What is expected = Rewrite every line of the items from the line containing "Identify the tire" through the end of the items, inclusive, keeping the requests as they are but multiplying each coordinate in the answers by 1.7 and rounding to whole numbers, with halves rounded up. Leave the coordinates in the layout samples unchanged, and leave the pictures out.

═════ Records

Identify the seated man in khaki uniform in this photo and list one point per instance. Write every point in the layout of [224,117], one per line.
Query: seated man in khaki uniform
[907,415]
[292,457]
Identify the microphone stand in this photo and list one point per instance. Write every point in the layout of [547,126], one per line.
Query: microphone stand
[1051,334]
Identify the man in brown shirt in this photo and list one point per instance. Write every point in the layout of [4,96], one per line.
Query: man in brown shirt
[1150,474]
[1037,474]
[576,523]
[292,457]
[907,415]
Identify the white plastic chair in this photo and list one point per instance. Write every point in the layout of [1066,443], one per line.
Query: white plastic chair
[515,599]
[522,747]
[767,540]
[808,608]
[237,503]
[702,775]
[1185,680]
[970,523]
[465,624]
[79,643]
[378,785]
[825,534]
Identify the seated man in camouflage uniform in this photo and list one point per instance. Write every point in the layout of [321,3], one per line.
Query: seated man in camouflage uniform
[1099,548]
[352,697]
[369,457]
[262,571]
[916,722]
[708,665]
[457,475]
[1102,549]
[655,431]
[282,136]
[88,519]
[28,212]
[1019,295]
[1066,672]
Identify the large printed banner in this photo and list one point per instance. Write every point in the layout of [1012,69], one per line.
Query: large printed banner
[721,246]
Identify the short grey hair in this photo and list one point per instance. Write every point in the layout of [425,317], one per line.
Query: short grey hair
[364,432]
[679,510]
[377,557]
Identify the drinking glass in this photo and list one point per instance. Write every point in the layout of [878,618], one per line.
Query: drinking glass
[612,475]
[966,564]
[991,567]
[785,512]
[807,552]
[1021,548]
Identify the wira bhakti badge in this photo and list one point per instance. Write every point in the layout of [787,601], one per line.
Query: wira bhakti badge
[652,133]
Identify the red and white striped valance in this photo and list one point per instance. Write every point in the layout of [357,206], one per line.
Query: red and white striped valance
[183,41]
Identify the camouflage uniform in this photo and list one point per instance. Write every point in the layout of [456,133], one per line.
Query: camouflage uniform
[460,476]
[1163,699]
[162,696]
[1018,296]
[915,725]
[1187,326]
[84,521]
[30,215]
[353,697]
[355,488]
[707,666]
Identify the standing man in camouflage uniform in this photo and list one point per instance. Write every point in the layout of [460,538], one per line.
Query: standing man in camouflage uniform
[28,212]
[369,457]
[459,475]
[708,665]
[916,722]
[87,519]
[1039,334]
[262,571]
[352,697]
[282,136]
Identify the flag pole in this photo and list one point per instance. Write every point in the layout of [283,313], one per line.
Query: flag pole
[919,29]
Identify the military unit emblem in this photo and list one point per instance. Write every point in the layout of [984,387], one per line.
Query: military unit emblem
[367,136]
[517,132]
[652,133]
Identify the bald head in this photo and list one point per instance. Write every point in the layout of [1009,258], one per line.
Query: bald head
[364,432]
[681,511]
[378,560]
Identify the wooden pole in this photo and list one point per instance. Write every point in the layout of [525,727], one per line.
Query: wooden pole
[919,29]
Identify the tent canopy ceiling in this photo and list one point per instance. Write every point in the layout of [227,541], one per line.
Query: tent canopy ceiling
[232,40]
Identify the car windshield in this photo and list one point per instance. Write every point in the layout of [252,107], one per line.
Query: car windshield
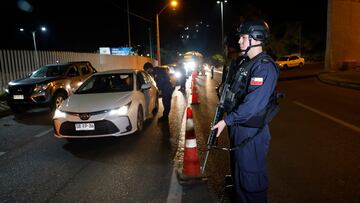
[49,71]
[283,58]
[107,83]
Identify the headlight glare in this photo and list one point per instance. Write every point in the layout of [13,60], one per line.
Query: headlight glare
[41,87]
[59,114]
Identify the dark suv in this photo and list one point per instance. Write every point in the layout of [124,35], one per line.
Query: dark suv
[47,86]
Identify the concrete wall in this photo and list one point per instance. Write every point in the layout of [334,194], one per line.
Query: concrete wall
[343,35]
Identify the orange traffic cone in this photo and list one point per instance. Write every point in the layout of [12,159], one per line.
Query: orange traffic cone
[194,95]
[191,163]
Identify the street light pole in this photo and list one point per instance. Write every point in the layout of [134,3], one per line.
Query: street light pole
[158,39]
[36,54]
[34,40]
[173,3]
[222,21]
[128,22]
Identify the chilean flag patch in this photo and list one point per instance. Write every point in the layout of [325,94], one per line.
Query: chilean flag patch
[256,81]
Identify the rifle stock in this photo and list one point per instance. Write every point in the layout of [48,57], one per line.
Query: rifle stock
[219,113]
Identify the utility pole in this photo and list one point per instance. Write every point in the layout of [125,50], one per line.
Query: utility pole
[128,22]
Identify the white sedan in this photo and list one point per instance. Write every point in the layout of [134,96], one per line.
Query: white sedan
[111,103]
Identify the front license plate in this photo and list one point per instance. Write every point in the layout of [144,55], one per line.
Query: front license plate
[18,96]
[84,126]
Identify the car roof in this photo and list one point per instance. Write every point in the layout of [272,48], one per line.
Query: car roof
[117,71]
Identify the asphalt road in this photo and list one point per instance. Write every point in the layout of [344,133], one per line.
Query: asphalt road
[314,153]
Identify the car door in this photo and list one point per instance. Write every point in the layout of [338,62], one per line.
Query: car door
[293,61]
[74,77]
[143,79]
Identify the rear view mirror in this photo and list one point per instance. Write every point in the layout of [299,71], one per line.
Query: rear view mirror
[145,86]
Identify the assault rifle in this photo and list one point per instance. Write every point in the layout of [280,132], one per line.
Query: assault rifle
[219,113]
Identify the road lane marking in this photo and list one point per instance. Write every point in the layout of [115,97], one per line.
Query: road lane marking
[353,127]
[175,190]
[43,133]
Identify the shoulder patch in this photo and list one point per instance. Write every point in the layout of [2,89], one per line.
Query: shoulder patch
[265,60]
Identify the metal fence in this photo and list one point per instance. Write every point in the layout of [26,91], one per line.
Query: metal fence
[16,64]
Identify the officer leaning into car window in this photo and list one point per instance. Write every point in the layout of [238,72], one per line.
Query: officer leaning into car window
[162,79]
[248,161]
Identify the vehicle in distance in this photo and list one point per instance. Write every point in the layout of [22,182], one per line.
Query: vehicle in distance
[290,61]
[110,103]
[48,86]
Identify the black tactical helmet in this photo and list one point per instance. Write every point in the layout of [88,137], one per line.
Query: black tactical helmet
[256,29]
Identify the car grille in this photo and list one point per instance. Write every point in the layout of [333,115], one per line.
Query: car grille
[21,89]
[101,128]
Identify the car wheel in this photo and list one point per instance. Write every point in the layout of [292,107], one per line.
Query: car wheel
[17,109]
[140,119]
[58,99]
[156,108]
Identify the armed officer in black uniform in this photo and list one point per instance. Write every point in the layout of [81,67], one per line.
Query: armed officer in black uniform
[245,118]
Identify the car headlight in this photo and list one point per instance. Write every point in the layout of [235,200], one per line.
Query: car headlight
[177,74]
[6,89]
[59,114]
[122,111]
[41,87]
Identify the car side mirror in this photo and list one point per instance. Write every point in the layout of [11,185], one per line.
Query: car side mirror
[145,86]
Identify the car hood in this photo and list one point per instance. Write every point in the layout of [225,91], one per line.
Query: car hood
[79,103]
[32,81]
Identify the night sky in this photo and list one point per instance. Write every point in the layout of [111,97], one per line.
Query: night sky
[86,25]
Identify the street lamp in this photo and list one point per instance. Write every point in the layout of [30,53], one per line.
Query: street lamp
[173,4]
[221,2]
[43,29]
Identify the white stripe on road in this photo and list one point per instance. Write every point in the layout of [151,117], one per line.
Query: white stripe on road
[175,190]
[353,127]
[43,133]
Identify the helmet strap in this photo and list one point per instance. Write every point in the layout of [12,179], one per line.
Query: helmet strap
[249,47]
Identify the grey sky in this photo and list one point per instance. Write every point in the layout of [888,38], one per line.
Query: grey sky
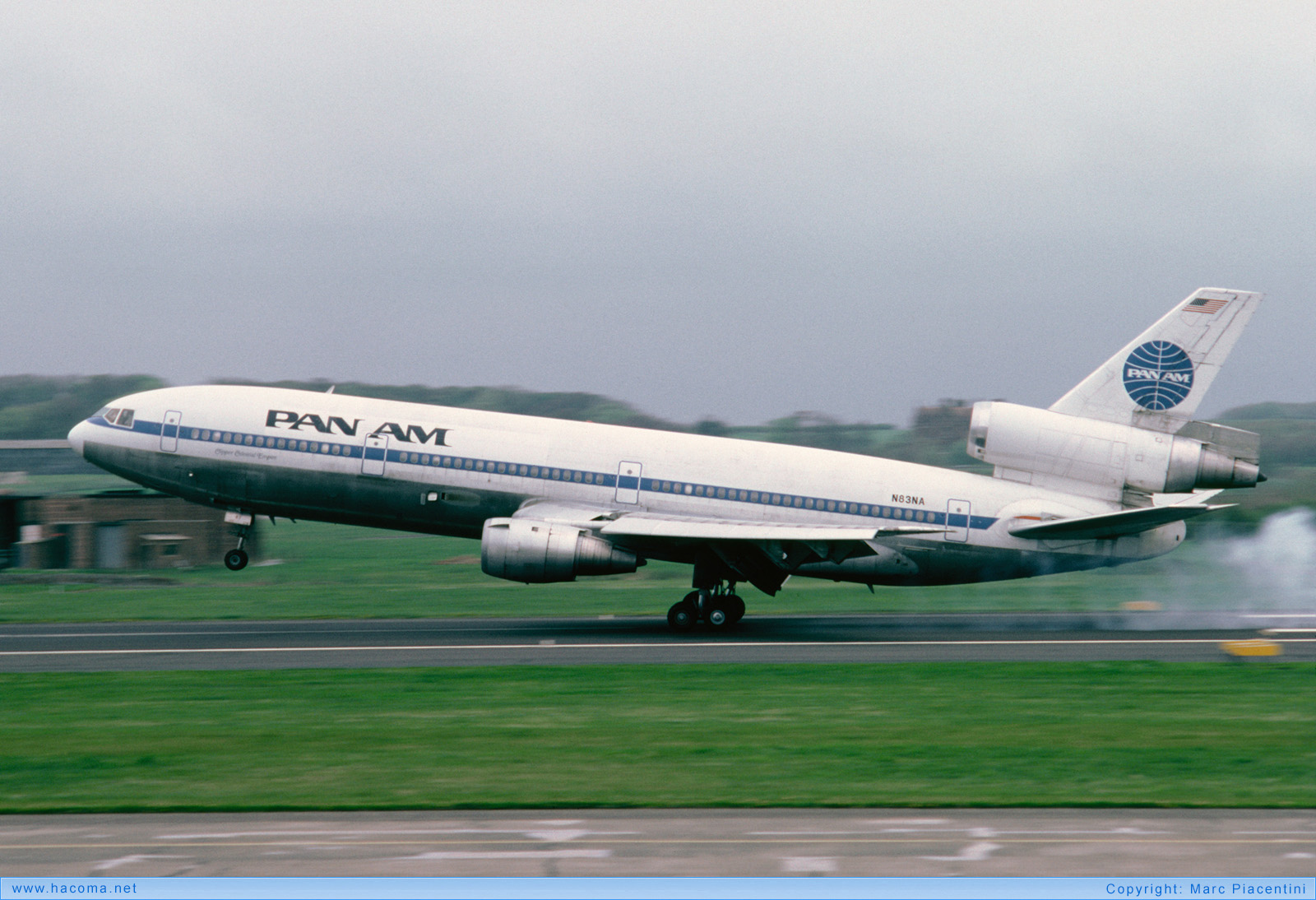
[730,210]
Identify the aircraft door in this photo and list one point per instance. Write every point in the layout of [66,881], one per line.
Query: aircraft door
[374,454]
[957,520]
[628,482]
[169,430]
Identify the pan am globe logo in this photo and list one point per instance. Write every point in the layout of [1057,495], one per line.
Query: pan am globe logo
[1158,375]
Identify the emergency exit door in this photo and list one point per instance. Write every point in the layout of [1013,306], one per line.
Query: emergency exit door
[169,430]
[628,482]
[957,520]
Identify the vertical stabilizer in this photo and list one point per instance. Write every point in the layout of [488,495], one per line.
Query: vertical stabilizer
[1158,379]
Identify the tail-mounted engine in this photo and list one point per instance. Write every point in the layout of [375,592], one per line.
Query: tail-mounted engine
[536,551]
[1041,448]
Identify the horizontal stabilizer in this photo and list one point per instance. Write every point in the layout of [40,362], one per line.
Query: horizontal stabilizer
[1118,524]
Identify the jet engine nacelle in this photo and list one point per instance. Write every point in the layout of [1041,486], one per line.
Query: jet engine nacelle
[1023,441]
[536,551]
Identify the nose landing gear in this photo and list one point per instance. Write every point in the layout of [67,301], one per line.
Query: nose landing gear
[717,607]
[237,558]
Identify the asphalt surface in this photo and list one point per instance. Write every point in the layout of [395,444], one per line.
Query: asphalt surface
[366,643]
[1105,842]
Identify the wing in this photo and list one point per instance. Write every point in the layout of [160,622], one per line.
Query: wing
[1118,524]
[760,553]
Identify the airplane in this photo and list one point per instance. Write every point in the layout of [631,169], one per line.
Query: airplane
[1105,476]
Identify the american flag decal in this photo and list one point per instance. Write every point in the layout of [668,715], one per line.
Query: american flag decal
[1206,304]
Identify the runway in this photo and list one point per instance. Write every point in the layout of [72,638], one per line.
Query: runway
[865,638]
[1107,842]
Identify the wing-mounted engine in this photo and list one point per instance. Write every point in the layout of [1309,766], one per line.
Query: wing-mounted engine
[539,551]
[1107,459]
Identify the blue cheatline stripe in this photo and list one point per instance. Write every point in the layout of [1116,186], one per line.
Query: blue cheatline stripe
[901,513]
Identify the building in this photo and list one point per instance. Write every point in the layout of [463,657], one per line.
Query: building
[112,529]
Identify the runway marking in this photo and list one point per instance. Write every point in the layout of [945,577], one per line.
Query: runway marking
[510,854]
[674,841]
[533,831]
[127,861]
[624,647]
[973,853]
[809,865]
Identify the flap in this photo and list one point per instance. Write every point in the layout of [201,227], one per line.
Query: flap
[1110,525]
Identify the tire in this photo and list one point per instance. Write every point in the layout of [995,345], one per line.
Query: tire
[717,615]
[682,616]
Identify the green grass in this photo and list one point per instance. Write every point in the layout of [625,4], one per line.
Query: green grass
[1178,735]
[340,571]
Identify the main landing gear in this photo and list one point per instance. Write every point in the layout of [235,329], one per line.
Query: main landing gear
[237,558]
[719,607]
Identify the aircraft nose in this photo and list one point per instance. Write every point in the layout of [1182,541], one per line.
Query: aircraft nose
[78,436]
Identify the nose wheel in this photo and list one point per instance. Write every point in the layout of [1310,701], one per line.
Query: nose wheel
[237,557]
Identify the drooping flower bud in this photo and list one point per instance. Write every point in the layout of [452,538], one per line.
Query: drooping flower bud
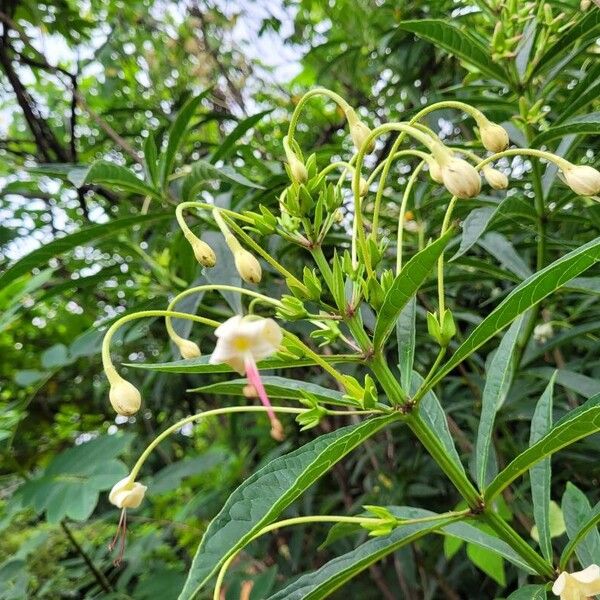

══════════

Solution to this exercise =
Identify the tire in this photo and list one point per instance. Write every point in the layout of [995,345], one per line.
Query: tire
[1219,1046]
[1159,1047]
Identify the green grass in this photo and list one point per instance. Write every point in the layout of [625,4], one per line.
Query: green grass
[2003,1250]
[578,971]
Identify the main landing gear in this photo and list one point per instance. Write every point in the layout of [235,329], one per line.
Query: main landing gear
[403,949]
[1222,1032]
Identify the aircraft nose in this photo and list one point per instance. Write every point in the layout of [1182,541], one per line.
Query: aircraft nose
[133,741]
Identify the nose wheel in this photo and list one point per instance. Write every point in the layout of [1310,701], one per line.
Query: nose wheel
[403,947]
Identify the drooping flower bud in this photo and list one point per instance. Write every point in the layout of [452,538], one per line.
Query: drooping flower bud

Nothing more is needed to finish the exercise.